TASK DESCRIPTION
Can you pick out and copy every line in the records below that contains the string "dark"? Matching is case-sensitive.

DATA ENTRIES
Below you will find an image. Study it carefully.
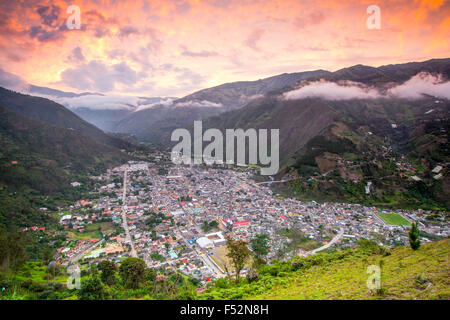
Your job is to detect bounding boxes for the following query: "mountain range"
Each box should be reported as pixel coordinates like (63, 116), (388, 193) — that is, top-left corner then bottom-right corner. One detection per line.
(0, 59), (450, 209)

==

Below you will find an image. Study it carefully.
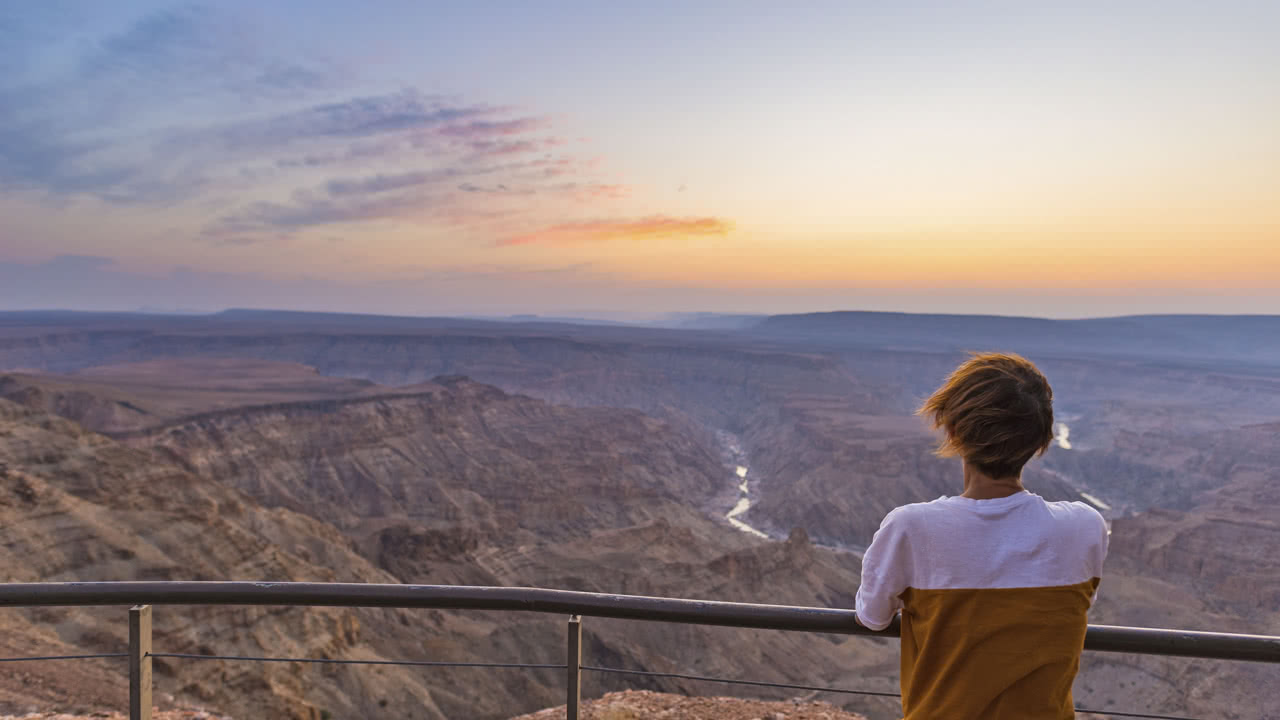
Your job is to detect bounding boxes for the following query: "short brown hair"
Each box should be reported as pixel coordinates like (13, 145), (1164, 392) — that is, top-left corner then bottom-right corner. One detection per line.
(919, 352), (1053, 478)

---

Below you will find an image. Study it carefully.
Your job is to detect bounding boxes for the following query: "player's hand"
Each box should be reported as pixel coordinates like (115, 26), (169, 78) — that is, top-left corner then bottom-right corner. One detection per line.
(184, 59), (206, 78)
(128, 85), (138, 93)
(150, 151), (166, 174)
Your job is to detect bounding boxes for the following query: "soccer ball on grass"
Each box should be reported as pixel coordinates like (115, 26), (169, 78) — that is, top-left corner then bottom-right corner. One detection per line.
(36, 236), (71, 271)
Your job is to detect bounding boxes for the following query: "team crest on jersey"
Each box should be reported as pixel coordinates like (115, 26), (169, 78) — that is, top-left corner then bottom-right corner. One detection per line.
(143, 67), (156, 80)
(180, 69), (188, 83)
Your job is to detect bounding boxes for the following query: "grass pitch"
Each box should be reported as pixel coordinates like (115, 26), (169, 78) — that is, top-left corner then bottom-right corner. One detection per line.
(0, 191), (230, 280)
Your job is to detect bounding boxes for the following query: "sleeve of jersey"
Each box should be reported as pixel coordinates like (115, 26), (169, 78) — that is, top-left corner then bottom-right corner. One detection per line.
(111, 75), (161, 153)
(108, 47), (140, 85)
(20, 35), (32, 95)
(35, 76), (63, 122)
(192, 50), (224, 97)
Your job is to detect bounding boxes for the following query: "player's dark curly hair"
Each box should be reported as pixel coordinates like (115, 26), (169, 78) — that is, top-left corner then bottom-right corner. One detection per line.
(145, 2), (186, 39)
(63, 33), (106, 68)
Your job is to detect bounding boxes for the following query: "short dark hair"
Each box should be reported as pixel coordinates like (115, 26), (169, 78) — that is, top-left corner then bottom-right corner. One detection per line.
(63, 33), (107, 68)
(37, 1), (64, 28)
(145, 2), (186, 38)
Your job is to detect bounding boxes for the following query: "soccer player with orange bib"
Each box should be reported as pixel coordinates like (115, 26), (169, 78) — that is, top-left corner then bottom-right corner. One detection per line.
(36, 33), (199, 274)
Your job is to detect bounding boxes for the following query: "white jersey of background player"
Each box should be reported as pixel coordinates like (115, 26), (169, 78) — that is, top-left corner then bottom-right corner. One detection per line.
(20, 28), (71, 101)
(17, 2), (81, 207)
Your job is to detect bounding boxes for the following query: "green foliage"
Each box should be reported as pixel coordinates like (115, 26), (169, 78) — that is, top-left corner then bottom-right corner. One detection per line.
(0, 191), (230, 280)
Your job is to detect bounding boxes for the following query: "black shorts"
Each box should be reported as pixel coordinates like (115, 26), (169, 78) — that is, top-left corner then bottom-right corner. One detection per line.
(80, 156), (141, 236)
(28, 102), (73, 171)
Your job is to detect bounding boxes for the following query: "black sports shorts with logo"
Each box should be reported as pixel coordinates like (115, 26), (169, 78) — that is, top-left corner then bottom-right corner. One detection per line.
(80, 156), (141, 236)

EXERCISE SOLUTION
Your job is to detect bounding boxes for the following query: "player's dark curly hair"
Your job is to detect bounding boxes for the following query: "short dark hair"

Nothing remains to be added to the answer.